Dataset excerpts on object pointing
§

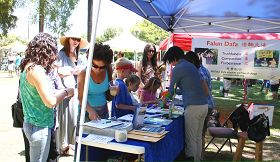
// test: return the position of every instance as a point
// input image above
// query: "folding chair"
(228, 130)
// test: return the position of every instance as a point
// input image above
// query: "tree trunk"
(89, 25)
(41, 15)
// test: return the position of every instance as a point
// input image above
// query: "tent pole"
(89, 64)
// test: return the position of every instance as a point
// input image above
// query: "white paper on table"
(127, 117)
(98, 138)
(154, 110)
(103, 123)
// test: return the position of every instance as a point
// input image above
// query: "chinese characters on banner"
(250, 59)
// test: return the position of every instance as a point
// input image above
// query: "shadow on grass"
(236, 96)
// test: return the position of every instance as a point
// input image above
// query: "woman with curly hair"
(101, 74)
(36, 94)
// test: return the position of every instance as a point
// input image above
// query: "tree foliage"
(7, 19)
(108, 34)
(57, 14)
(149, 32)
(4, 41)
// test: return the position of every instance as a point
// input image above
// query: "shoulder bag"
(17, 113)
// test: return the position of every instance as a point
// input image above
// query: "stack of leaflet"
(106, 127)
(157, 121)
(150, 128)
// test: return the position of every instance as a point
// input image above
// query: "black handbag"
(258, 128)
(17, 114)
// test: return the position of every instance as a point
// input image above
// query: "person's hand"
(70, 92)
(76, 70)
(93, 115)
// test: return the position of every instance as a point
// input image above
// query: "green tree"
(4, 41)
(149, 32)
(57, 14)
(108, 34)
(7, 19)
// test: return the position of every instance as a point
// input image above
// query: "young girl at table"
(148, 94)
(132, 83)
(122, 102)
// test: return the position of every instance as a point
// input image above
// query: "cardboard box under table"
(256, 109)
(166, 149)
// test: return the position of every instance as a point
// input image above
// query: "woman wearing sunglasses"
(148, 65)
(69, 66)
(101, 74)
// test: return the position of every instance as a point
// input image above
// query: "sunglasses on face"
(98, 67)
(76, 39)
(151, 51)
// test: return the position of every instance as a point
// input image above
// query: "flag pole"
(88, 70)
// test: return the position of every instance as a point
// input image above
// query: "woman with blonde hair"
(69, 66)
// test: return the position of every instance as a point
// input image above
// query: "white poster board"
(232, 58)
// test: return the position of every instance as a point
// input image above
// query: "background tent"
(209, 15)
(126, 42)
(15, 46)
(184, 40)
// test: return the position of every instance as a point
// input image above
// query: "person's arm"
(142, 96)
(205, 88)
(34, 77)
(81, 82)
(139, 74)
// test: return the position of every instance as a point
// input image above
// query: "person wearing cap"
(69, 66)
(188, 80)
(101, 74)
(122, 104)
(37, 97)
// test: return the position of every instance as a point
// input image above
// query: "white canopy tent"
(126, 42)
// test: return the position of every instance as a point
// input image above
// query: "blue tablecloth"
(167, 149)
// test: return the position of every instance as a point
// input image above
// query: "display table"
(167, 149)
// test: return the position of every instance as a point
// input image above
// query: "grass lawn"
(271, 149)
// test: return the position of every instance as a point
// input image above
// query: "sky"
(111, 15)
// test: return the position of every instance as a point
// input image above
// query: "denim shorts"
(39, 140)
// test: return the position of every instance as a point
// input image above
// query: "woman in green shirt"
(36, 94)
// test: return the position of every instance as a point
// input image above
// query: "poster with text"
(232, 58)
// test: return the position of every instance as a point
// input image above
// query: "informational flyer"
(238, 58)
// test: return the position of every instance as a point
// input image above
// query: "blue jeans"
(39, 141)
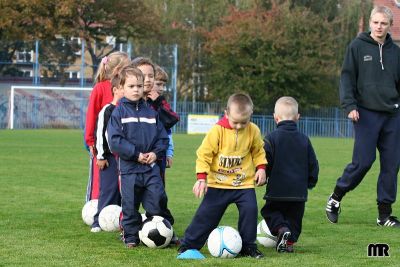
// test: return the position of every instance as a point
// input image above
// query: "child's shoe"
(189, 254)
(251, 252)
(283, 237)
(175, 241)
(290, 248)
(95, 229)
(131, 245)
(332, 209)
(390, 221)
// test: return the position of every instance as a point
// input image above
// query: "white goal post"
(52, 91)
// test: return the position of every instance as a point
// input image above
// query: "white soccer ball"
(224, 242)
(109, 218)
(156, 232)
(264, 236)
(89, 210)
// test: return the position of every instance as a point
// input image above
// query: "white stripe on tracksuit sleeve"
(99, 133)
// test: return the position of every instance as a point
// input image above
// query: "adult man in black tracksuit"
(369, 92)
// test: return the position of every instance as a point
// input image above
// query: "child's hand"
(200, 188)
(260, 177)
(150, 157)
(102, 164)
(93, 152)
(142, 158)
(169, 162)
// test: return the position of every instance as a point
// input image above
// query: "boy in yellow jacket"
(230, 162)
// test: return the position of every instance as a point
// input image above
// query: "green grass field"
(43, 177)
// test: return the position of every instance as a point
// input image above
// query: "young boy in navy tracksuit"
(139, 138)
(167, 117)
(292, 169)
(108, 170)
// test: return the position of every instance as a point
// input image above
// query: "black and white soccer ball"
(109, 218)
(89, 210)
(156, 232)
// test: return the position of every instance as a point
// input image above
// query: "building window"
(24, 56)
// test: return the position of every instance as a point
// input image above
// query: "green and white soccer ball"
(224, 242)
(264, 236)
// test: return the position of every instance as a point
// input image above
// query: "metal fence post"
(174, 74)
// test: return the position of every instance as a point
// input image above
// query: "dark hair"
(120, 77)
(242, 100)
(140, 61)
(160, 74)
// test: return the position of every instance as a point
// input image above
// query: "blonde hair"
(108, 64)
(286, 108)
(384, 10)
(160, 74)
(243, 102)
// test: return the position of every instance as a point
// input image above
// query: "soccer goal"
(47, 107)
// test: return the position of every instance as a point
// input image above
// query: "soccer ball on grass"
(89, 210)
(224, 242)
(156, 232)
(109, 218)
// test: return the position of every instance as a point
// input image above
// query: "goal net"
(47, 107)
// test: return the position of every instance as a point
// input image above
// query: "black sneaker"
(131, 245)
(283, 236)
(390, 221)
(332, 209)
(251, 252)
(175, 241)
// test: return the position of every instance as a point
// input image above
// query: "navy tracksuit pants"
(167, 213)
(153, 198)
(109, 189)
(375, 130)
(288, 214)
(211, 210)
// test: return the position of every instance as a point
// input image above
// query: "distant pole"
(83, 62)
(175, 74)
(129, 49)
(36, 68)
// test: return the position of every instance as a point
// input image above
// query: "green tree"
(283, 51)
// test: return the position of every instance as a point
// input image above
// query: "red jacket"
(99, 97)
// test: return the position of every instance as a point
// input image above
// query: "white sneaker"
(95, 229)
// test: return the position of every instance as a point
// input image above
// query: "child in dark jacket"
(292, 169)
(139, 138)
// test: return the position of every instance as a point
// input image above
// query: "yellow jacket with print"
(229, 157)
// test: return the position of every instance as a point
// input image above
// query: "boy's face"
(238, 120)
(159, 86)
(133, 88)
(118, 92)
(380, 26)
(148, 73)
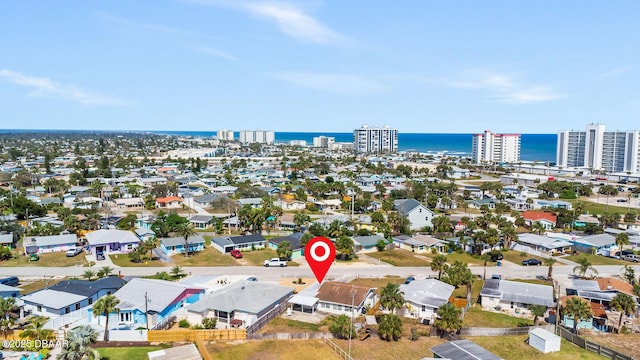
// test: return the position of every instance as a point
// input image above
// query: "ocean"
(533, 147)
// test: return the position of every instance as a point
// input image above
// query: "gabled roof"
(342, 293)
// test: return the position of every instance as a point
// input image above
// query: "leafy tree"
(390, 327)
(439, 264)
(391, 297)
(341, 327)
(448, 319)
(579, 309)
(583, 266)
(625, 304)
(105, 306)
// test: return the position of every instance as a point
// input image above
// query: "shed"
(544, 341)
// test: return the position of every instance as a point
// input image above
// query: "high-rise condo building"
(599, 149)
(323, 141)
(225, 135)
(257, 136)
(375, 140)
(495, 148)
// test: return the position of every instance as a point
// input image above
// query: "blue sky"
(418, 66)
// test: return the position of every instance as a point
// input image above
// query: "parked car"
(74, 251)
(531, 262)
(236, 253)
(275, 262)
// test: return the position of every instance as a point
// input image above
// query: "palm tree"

§

EXERCISE DIRECTIONS -> Pictures appear in the records above. Output everything except them, exactly.

RESULT OF THE EXERCISE ->
// test: return the position of every instance as a point
// input image above
// query: "folding chair"
(228, 130)
// test: return the position of every instance as a point
// input image above
// query: "tree trunk"
(89, 25)
(41, 15)
// test: return the position of every instance as a point
// input image above
// query: "tent pole"
(89, 64)
// test: return the position of every instance as a point
// input image above
// query: "white paper on table"
(127, 117)
(98, 138)
(154, 110)
(103, 123)
// test: return the position of every instance as a point
// input image above
// query: "chinese characters on banner"
(250, 59)
// test: return the position of every instance as a point
// input image above
// query: "shadow on grass"
(236, 96)
// test: return the position of every instance as a point
// input image above
// query: "woman with curly hair"
(101, 74)
(36, 94)
// test: return the position of every instance as a point
// input image above
// query: "tree foliage"
(7, 19)
(108, 34)
(57, 14)
(149, 32)
(4, 41)
// test: return the position of every instance as a point
// input image above
// query: "shoulder bag"
(17, 113)
// test: return the position of every instance as a point
// input image above
// query: "stack of leaflet"
(106, 127)
(157, 121)
(150, 128)
// test: return the position of every instance as a point
// input image above
// query: "black handbag"
(258, 128)
(17, 114)
// test: return the position of every instance as a point
// input image above
// query: "person's hand"
(70, 92)
(76, 70)
(93, 115)
// test: return the position of every instance as a point
// input image above
// query: "green tree"
(4, 41)
(149, 32)
(57, 14)
(108, 34)
(7, 19)
// test: return the position of every instance as a point
// input image above
// query: "young girl at table"
(148, 94)
(132, 83)
(122, 102)
// test: return the position of every instance as a point
// input image above
// query: "cardboard box under table"
(256, 109)
(166, 149)
// test: return the position of every instance as a point
// input image above
// query: "woman wearing sunglasses"
(148, 65)
(69, 66)
(101, 74)
// test: return the position of every instance as a point
// input image above
// query: "sunglasses on face"
(98, 67)
(76, 39)
(151, 51)
// test: return the position of every instance as a point
// input image above
// query: "flag pole"
(88, 70)
// test: return the position of every instance as a point
// input image above
// query: "woman with blonde hair"
(69, 66)
// test: return the position of every instance as a point
// input image above
// query: "white poster board"
(232, 58)
// test: return the position of every instance as a point
// input image above
// query: "background tent"
(209, 15)
(126, 42)
(15, 46)
(184, 40)
// test: return the position of every instance as a point
// input image above
// query: "person's arm"
(142, 96)
(205, 88)
(34, 77)
(81, 82)
(139, 74)
// test: return the position of every instance as a point
// input image above
// query: "person wearing cap"
(69, 66)
(188, 80)
(101, 74)
(122, 104)
(37, 97)
// test: return the position of every instance as a point
// input image above
// query: "white canopy tent"
(126, 42)
// test: return the position of every instance as a point
// input image above
// query: "blue tablecloth"
(167, 149)
// test: return the position of every instance as a point
// input image above
// query: "display table"
(167, 149)
// test: return the position of every instance as a point
// input image above
// query: "grass lawn"
(271, 149)
// test: return the position of every instance as a point
// input image above
// query: "sky"
(111, 15)
// test: return the position of every instance as a point
// input image above
// query: "denim shorts"
(39, 140)
// test: return the position of every instance as a point
// input image above
// query: "woman in green shirt"
(36, 94)
// test: return the position of every instance as a point
// input image above
// query: "poster with text"
(232, 58)
// test: return the position of every instance as a point
// input image above
// query: "informational flyer"
(238, 58)
// test: return the position of every instance as a point
// input image above
// query: "blue jeans"
(39, 141)
// test: return the position of every instance as a point
// input image above
// query: "child's shoe"
(189, 254)
(251, 252)
(283, 237)
(175, 241)
(290, 248)
(95, 229)
(131, 245)
(332, 209)
(390, 221)
// test: return the position of every instance as a point
// input image above
// query: "white goal post"
(52, 91)
// test: return the position of every instance as a point
// input image above
// query: "white soccer ball"
(224, 242)
(109, 218)
(156, 232)
(264, 236)
(89, 210)
// test: return the position of every instance as a point
// input image above
// query: "white stripe on tracksuit sleeve"
(99, 133)
// test: return the position of every instance as a point
// input image above
// query: "adult man in black tracksuit"
(369, 92)
// test: return the position of every instance as a point
// input image above
// query: "child's hand"
(200, 188)
(260, 177)
(150, 157)
(102, 164)
(93, 152)
(142, 158)
(169, 162)
// test: return the position of every instance as a point
// input image above
// query: "boy in yellow jacket"
(230, 162)
// test: return the position of every instance as a point
// input image above
// query: "green grass field"
(43, 177)
// test: return the position of every instance as a point
// input image above
// query: "young boy in navy tracksuit"
(139, 138)
(167, 117)
(292, 169)
(108, 170)
// test: return the position of every instance as a point
// input image above
// query: "black and white soccer ball"
(109, 218)
(89, 210)
(156, 232)
// test: return the position of every instance as a point
// input image above
// query: "building window"
(24, 56)
// test: return the position of every instance as a point
// input image above
// query: "green and white soccer ball"
(224, 242)
(264, 236)
// test: return the position of every instance as a point
// input image above
// query: "metal fence post"
(174, 74)
// test: return the position of every instance as a point
// input image above
// query: "dark hair"
(120, 77)
(242, 100)
(140, 61)
(160, 74)
// test: return the position of every instance as a point
// input image above
// query: "blonde hair"
(108, 64)
(286, 108)
(384, 10)
(160, 74)
(243, 102)
// test: return the position of every instance as a point
// input image above
// query: "soccer goal"
(47, 107)
// test: return the position of every instance as a point
// input image above
// query: "soccer ball on grass"
(89, 210)
(224, 242)
(156, 232)
(109, 218)
// test: return the position of every instance as a point
// input image above
// query: "goal net"
(47, 107)
// test: return the position of every instance as a point
// input image above
// query: "black sneaker"
(131, 245)
(283, 236)
(390, 221)
(332, 209)
(251, 252)
(175, 241)
// test: return the position of every instance as a point
// input image above
// query: "navy tracksuit pants"
(167, 213)
(153, 198)
(109, 189)
(375, 130)
(288, 214)
(211, 210)
// test: return the position of every instance as a point
// input image above
// query: "distant pole"
(83, 62)
(175, 74)
(129, 49)
(36, 68)
// test: return the position of every instance as a point
// input image above
// query: "green tree"
(283, 51)
// test: return the position of every instance as a point
// input image above
// query: "red jacket"
(99, 97)
// test: return the position of every instance as a point
// input image above
// query: "white sneaker"
(95, 229)
// test: return the position of every instance as a point
// input image above
// query: "child in dark jacket"
(292, 169)
(139, 138)
// test: return the position of every instance as a point
// input image above
// query: "yellow jacket with print"
(229, 157)
// test: return the position of every instance as a point
// input image above
// query: "boy's face"
(238, 120)
(159, 86)
(133, 88)
(118, 92)
(380, 26)
(148, 73)
// test: return the position of every instance as a point
// input image above
// query: "ocean"
(533, 147)
// test: return the position of every instance as a point
// input image above
// query: "gabled roof"
(342, 293)
// test: return the position of every instance as a point
// input image above
// query: "leafy tree"
(390, 327)
(439, 264)
(391, 297)
(341, 327)
(448, 319)
(579, 309)
(583, 266)
(625, 304)
(105, 306)
// test: return the position of every instance as a point
// input image above
// query: "shed"
(544, 341)
// test: return the position of every instance as a point
// input image above
// query: "high-rise condo building"
(599, 149)
(323, 141)
(225, 135)
(257, 136)
(375, 140)
(495, 148)
// test: return the position of every instance as a point
// input image above
// query: "blue sky"
(418, 66)
// test: return the position of every instance as a point
// input image above
// query: "parked car"
(74, 251)
(531, 262)
(236, 253)
(275, 262)
// test: return the position of every instance as a point
// input image above
// query: "palm tree"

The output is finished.